> **Supplied text**
Seek medical attention quickly for anything more serious than a speck of dirt or grain of sand in an eye. If it’s a blow to the eye, you can use a cold compress to reduce pain and swelling. Do not apply any pressure to the compress or touch the eye. If it is a chemical injury, flush the eye with clean water then seek immediate medical attention. If it’s a cut or puncture, do not remove any objects – even if it appears easy to do. Do not rinse the eye with any liquids. Do not apply any pressure or touch the eye. Do not take or give any blood thinning pain relievers like aspirin, ibuprofen or naproxen. Only acetaminophen – generic Tylenol – does not thin the blood. Trauma, liquid chemicals, punctures and cuts all require immediate medical attention from an ophthalmologist at their office or an emergency room, medical center or clinic.
What’s the best way to get dirt out of an eye so I don’t have to go to the ER?

> **Your objective**
Retype the passage of the eye injury text starting with "Seek medical attention" and going on through "center or clinic.". These items were drawn from a separate source.

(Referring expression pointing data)
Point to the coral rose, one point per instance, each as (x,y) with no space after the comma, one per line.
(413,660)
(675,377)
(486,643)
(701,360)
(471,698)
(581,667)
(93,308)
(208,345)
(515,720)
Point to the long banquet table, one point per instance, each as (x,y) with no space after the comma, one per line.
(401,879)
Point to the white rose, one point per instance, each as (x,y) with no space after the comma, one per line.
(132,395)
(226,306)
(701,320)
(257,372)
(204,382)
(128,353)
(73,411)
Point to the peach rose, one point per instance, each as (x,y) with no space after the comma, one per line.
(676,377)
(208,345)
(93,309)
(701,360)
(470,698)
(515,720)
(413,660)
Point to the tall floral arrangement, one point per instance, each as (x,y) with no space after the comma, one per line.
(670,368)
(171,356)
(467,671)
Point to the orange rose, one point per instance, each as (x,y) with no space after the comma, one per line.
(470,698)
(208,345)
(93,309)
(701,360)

> **Response to the exercise**
Seek medical attention quickly for anything more serious than a speck of dirt or grain of sand in an eye. If it’s a blow to the eye, you can use a cold compress to reduce pain and swelling. Do not apply any pressure to the compress or touch the eye. If it is a chemical injury, flush the eye with clean water then seek immediate medical attention. If it’s a cut or puncture, do not remove any objects – even if it appears easy to do. Do not rinse the eye with any liquids. Do not apply any pressure or touch the eye. Do not take or give any blood thinning pain relievers like aspirin, ibuprofen or naproxen. Only acetaminophen – generic Tylenol – does not thin the blood. Trauma, liquid chemicals, punctures and cuts all require immediate medical attention from an ophthalmologist at their office or an emergency room, medical center or clinic.